*Exercise prompt*. Copy every entry precisely.
§
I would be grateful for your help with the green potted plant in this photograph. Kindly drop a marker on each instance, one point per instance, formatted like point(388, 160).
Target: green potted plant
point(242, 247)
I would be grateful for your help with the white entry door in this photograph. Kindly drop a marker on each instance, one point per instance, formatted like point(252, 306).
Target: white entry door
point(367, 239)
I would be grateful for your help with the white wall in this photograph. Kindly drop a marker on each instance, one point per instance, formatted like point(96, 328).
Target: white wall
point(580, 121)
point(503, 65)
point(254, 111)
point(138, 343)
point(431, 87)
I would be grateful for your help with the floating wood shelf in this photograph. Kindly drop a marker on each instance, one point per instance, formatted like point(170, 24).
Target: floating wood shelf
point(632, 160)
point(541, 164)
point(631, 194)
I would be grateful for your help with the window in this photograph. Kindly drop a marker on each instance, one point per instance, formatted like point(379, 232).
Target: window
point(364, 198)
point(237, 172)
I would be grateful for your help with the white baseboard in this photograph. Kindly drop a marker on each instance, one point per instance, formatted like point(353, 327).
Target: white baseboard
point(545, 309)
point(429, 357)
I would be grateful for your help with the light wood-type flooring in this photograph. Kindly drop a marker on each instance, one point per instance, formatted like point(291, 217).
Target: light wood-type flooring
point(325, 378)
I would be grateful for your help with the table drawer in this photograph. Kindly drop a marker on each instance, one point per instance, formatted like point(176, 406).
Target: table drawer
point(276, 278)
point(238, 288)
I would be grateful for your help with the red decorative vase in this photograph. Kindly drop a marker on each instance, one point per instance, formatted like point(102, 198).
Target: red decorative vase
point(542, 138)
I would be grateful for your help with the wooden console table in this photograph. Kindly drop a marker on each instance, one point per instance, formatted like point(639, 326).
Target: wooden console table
§
*Complete output*.
I would be grateful for your help with the green potted plant in this photograph. Kindly drop a marker on each instance, one point per instance, formatted like point(388, 160).
Target: green potted plant
point(242, 247)
I would be grateful for your help with the white entry door in this photograph. Kindly drop a marker on each instance, one point per instance, formatted like point(252, 306).
Target: white entry door
point(367, 239)
I would be grateful for your help with the white wall in this photograph. Kindly drop a marker on each instance, one point per instance, formatted like point(96, 328).
Target: white wall
point(580, 121)
point(503, 65)
point(254, 111)
point(138, 343)
point(431, 87)
I would be grateful for your help with the floating wood shelf in this photograph. Kindly drop a marker on each instance, one point per instance, formatted like point(170, 24).
Target: floating wood shelf
point(632, 160)
point(541, 164)
point(631, 194)
I would be grateful for your help with the window in this photograph. Kindly drop a marker on each instance, one point per instance, formatted like point(379, 232).
Target: window
point(364, 198)
point(237, 172)
I would be grateful for your help with the white baseboard in this photograph. Kindly drop a marker on each instance, one point per instance, formatted like point(353, 327).
Target: white baseboard
point(545, 309)
point(429, 357)
I would be grateful for your help with the light wood-type flooring in this photograph. Kindly drop a marker on each instance, one point per instance, formatted like point(291, 217).
Target: light wood-type flooring
point(325, 378)
I would be grateful for your help with the table drawer in this photograph. Kindly drop a marker on each instance, one point per instance, formatted like point(176, 406).
Target: table drawer
point(276, 278)
point(238, 288)
I would be grateful for your help with the red decorative vase in this photograph. Kindly drop a marker on each instance, one point per instance, formatted like point(102, 198).
Target: red decorative vase
point(542, 138)
I would be grateful for your help with the wooden console table in this photograph. Kindly drop a marker on each instance, one point per instance, formatted like point(639, 326).
Target: wooden console table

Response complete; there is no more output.